Excerpted passage:
»»

Calvin E. Flowers fought to preserve his patented invention, a telephone locking device, and now proudly sees it on store shelves nationwide at Walgreens.

"It's a simple way for parents to supervise their children's Internet use without the parents having to be computer literate," said Flowers, a longtime resident of Auburn Gresham.

The device, brought to market in 1999, secures the phone with a lock that's built into the phone jack.

Flowers, 55, credits his neighbors, who believed in his device and contributed more than $250,000 for seeing him through the patent process and its aftermath.

To encourage inventors, Flowers founded and leads the Chicago 1st Black Inventors/Entrepreneurs Organization (cfbieo.org).

Project for IIT students

The Chicago 1st Black Inventors/Entrepreneurs Organization boasts 150 members and has expanded its commitment to budding inventors in local schools.

The organization meets on the second Saturday of every month, when it hosts a professional schooled in the invention process, whether it's a buyer, a manufacturer or a prototyper.

"We help inventors find credible resources, not the stuff you see on late-night TV," Flowers said. "We don't want our members wasting precious money and time."

The Chicago 1st Black Inventors/Entrepreneurs Organization has received expert help from the Knapp Entrepreneurship Center at the Illinois Institute of Technology (KnappCenter.iit.edu).

The two have partnered to bring African-American would-be inventors' projects to IIT for prototyping. The plan is to give IIT's engineering students experience in designing and building a commercial product.

Willie Gamble, a retired machinist who lives in Roseland, intends to work with IIT to develop action figures, educational materials and electronic toys and games based on his "Super Souls of Zantrier" comic book featuring black superheroes.

««

Problem to solve:
How would you render this sentence from the piece on inventor Calvin E. Flowers in Spanish: "The organization meets on the second Saturday of every month, when it hosts a professional schooled in the invention process, whether it's a buyer, a manufacturer or a prototyper."?

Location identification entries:
»»

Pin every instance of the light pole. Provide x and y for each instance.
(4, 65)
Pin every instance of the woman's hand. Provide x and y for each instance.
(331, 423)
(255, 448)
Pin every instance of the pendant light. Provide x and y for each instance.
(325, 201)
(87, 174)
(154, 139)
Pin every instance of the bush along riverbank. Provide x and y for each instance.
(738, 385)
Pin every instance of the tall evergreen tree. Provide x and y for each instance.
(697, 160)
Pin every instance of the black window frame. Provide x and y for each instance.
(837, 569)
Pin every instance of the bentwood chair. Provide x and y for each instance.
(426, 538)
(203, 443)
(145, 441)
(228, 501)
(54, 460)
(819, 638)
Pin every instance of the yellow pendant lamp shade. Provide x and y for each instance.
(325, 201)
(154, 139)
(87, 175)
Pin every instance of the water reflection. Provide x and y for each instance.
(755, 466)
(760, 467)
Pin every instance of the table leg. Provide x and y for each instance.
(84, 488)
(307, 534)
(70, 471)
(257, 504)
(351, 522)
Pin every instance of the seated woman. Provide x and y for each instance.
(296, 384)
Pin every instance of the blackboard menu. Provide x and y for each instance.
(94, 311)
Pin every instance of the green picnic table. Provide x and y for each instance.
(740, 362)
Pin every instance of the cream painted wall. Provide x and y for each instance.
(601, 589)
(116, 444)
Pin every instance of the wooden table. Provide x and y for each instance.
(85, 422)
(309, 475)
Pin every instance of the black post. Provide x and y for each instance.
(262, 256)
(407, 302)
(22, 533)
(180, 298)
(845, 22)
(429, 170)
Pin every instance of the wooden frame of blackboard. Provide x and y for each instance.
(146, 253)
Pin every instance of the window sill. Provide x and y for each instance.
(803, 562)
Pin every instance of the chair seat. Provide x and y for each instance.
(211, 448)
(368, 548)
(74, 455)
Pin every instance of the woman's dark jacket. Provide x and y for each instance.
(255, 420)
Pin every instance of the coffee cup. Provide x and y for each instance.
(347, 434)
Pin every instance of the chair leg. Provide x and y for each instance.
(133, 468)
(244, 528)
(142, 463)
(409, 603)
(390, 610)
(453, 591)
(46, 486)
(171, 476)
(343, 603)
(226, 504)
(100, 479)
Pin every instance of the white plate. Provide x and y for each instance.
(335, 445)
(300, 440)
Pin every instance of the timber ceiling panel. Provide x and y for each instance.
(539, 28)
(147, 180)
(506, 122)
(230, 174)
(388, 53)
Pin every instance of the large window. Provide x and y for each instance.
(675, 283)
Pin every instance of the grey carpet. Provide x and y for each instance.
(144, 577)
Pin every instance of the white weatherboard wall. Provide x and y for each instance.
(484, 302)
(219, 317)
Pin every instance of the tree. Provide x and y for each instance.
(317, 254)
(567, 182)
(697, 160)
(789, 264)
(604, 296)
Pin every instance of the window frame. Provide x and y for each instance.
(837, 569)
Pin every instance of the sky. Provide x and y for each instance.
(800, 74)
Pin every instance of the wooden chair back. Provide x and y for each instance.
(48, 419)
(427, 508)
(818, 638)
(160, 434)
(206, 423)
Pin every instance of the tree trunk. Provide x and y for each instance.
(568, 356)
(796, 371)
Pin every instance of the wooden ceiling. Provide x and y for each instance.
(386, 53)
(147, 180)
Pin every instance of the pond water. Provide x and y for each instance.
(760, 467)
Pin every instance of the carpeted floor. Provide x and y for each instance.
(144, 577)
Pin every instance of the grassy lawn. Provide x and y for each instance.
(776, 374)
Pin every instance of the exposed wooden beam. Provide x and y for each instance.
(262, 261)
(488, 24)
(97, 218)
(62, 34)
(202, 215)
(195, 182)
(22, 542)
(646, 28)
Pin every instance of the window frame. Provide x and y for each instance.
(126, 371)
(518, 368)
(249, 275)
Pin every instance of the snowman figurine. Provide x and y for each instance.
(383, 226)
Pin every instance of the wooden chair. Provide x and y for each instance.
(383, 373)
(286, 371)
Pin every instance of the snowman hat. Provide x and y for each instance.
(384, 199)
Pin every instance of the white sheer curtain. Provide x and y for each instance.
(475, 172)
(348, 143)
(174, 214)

««

Full answer:
La organización se reúne el segundo sábado de cada mes, cuando recibe a un profesional versado en el proceso de invención, ya sea un comprador, un fabricante o un creador de prototipos.